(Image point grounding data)
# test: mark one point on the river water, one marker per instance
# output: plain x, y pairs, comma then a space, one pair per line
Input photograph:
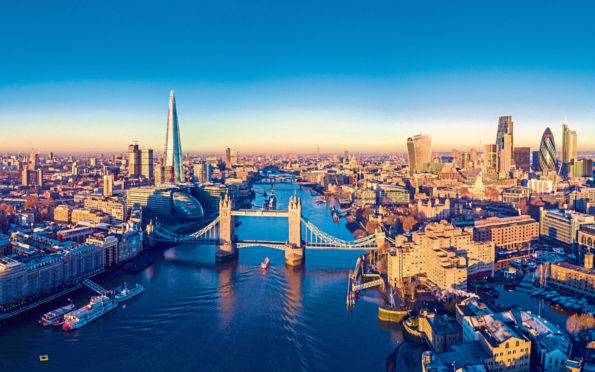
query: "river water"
198, 315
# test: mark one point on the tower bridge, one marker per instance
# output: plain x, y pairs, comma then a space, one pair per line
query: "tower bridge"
302, 234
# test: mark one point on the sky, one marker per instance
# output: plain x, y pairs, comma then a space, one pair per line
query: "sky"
284, 76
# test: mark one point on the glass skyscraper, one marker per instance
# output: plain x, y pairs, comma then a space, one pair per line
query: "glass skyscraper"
547, 151
173, 163
419, 149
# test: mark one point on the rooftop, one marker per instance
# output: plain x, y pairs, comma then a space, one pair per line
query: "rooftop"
569, 266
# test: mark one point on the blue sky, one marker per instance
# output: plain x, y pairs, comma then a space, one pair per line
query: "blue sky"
280, 76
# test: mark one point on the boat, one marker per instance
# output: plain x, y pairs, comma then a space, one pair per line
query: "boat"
127, 291
98, 306
265, 264
538, 291
56, 316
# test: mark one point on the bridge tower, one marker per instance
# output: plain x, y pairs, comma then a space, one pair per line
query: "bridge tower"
380, 238
294, 252
226, 249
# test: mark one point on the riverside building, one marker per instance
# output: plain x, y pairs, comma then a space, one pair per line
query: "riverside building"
445, 254
562, 226
507, 233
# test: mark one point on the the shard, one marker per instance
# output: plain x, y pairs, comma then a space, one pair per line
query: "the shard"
173, 148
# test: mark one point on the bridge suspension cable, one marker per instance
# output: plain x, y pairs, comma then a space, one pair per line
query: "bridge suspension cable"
316, 238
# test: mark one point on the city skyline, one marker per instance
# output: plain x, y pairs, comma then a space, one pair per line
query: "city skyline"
247, 81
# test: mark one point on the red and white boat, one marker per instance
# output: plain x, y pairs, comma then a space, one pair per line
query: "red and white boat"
99, 305
55, 317
265, 264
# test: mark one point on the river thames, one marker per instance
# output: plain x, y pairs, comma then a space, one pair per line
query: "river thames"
198, 315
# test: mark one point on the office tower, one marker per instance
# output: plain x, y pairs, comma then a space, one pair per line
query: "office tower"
455, 156
547, 151
133, 161
33, 161
32, 177
505, 126
580, 168
473, 156
234, 157
173, 148
108, 185
147, 166
227, 157
505, 153
568, 144
419, 148
535, 160
522, 158
159, 174
490, 156
465, 158
202, 172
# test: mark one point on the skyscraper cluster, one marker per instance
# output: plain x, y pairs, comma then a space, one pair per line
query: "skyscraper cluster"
504, 143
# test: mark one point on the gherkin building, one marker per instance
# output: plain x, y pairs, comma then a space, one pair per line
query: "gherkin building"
547, 151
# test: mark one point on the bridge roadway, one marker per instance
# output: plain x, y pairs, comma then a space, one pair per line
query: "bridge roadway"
261, 243
260, 213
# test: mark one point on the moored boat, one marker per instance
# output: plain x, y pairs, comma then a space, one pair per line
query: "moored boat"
56, 316
127, 291
99, 305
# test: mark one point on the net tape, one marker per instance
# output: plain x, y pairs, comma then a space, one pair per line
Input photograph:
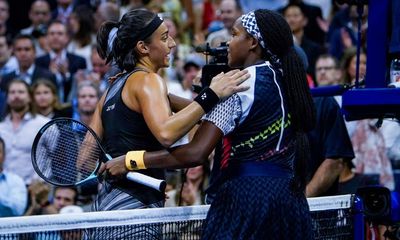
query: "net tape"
61, 222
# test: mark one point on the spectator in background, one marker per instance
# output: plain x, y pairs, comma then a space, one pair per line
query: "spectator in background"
367, 139
4, 16
312, 30
19, 128
191, 68
327, 71
39, 14
87, 98
294, 14
98, 74
63, 11
348, 65
81, 24
229, 10
330, 147
8, 63
345, 37
60, 62
46, 101
13, 192
24, 51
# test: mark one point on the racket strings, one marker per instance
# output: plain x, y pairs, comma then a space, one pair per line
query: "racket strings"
67, 153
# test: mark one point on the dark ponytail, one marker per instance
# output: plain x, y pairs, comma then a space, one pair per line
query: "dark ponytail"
278, 38
102, 40
130, 28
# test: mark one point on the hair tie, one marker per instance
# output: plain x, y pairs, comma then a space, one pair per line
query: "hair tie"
111, 37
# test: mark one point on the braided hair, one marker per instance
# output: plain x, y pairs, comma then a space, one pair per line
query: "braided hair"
278, 37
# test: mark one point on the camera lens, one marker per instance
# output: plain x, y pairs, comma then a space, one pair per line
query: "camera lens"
375, 203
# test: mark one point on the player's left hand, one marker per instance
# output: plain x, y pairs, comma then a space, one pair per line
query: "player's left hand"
115, 168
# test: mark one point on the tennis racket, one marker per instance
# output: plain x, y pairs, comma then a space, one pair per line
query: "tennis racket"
66, 152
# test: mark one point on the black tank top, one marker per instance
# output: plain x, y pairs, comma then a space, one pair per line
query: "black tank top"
126, 130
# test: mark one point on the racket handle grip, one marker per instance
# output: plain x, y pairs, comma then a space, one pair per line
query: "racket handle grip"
151, 182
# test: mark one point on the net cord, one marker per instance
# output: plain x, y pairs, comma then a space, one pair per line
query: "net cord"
29, 224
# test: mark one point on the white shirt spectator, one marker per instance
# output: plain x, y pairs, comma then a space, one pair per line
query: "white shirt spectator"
13, 195
19, 145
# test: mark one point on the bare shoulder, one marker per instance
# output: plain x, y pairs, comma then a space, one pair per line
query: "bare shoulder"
142, 80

EXERCISE REQUIREMENTS: An exact copy of every record above is needed, with all pictures left out.

SOLUTION TO THIS EXERCISE:
# test: mark one point on the river water, one marker per instance
# output: plain x, y pairs, comma then a space, one pair per line
Input photograph:
query: "river water"
198, 315
# test: mark one point on the tower bridge, one marker per instance
# output: plain x, y pairs, comma then a space, one pair per line
query: "tower bridge"
302, 234
# test: mark one point on the sky, one marker per instance
# output: plain x, y pairs, comma then a space, one pair per line
query: "sky"
284, 76
# test: mark one point on the glass skyscraper, one marker per instance
# output: plain x, y pairs, comma then a space, one pair per line
query: "glass skyscraper"
547, 151
173, 163
419, 149
# test: mark one point on the rooftop, one marker per instance
# output: plain x, y pairs, comma then a space, one pair per line
query: "rooftop"
569, 266
# test: mark one point on the blue sky, one marker per instance
# output: plain x, y pairs, comma then a space, one pair per line
query: "blue sky"
280, 76
# test: mark one point on the boat, one marker per instance
# output: plain x, y pairs, comma then a space, one pair per line
query: "boat"
127, 291
98, 306
265, 264
538, 291
56, 316
# test: mark one point on the bridge tower, one marker per instance
# output: plain x, y pairs, comma then a space, one pair per line
query: "bridge tower"
380, 238
294, 252
226, 249
# test: mark one point on the riverside building, one marker per instance
# output: plain x, y pairs, comma then a space, one pair per line
query: "riverside building"
445, 254
562, 226
507, 233
# test: mark one point on the the shard, one marker per instance
# output: plain x, y pairs, comma then a space, one pair per line
query: "the shard"
173, 148
# test: mark one point on the bridge suspension cable, one marker per instance
# output: plain x, y pairs, comma then a space, one pair per line
query: "bridge suspension cable"
316, 238
# test: mark one point on the city skyline, one marker per instance
# output: plain x, y pairs, comma then a space, one pair per line
query: "city skyline"
247, 81
# test: mark one point on the red and white boat, one marker per instance
# output: plain x, y pairs, comma then a space, one pair per line
query: "red and white boat"
99, 305
55, 317
265, 264
# test: mark one point on the river thames, one marker per instance
# output: plain x, y pairs, comma then a space, one pair per line
query: "river thames"
198, 315
# test: mark one point on the office tower, one marker per instance
# output: plain x, y pairs, comma then a space, one pair per line
query: "office tower"
455, 156
547, 151
133, 161
33, 161
32, 177
505, 126
580, 168
473, 156
234, 157
173, 148
108, 185
147, 166
227, 157
505, 153
568, 144
419, 148
535, 160
522, 158
159, 174
490, 156
465, 158
202, 172
# test: mark one point on the skyscraper cluster, one marker per instance
# output: plain x, y pairs, comma then a space, one pair per line
query: "skyscraper cluster"
504, 143
# test: mark one point on the gherkin building, one marker per instance
# output: plain x, y pairs, comma then a space, one pair per line
query: "gherkin building"
547, 151
# test: mark one point on the bridge roadway, one marker per instance
# output: plain x, y pairs, comma then a space, one pair per line
query: "bridge roadway"
261, 243
260, 213
# test: mark one point on the moored boat, one marker per instance
# output: plain x, y pairs, comma then a space, one pair per line
query: "moored boat"
56, 316
127, 291
99, 305
# test: mark one point on the net tape, one marker per instance
# output: plain x, y pairs, comma then a space, one pair per line
Input photograph:
query: "net tape"
61, 222
# test: mark one point on the spectator in background, one marker per instance
# output: plain x, y pairs, comma then a space, one pair per line
query: "spectator in background"
367, 139
4, 16
312, 30
19, 128
191, 68
327, 71
39, 14
87, 98
294, 14
98, 74
63, 11
348, 65
81, 24
229, 10
330, 147
8, 63
345, 37
60, 62
46, 101
13, 192
24, 51
# test: mark one point on the racket strings, one marker per instance
# output: plain x, y pairs, comma then a space, one pair per line
query: "racket strings"
67, 153
# test: mark one point on the dark ponytail, one marker per instance
# output: plain x, y pairs, comma then a space, one pair per line
query: "dark ponytail"
278, 38
102, 40
130, 28
# test: mark one point on the hair tie, one marker per instance
# output: plain x, y pairs, comma then a space, one pair per line
query: "hair tie"
111, 37
# test: mark one point on the braided hair, one marker per instance
# output: plain x, y pairs, comma then a space, one pair per line
query: "braided hair"
278, 37
# test: mark one point on the camera lens, one marker per instance
# output: plain x, y pairs, comma then a space, one pair per line
query: "camera lens"
375, 203
# test: mark one point on the player's left hand, one marker per instance
# output: plain x, y pairs, comma then a space, one pair per line
query: "player's left hand"
115, 168
# test: mark one point on the tennis racket, one marker per instance
# output: plain x, y pairs, comma then a space, one pair per line
query: "tennis racket"
66, 152
# test: mark one point on the black tank top, one marker per instance
# output: plain x, y pairs, comma then a space, one pair per line
query: "black tank top"
126, 130
# test: mark one point on the racket handle grip, one marker per instance
# output: plain x, y pairs, comma then a space, one pair per line
query: "racket handle grip"
151, 182
# test: mark one point on the net cord, one marker per instance
# output: plain x, y pairs, comma then a space, one pair per line
query: "net cord"
29, 224
# test: mark one point on the white shirt spectator, one marker per instance
# output: plain x, y pairs, comma then a space, one pair per line
query: "white shirt spectator"
13, 195
19, 145
# test: mark one point on the bare shoulder, one marker per instance
# output: plain x, y pairs, comma then a space, one pair per line
query: "bare shoulder"
142, 80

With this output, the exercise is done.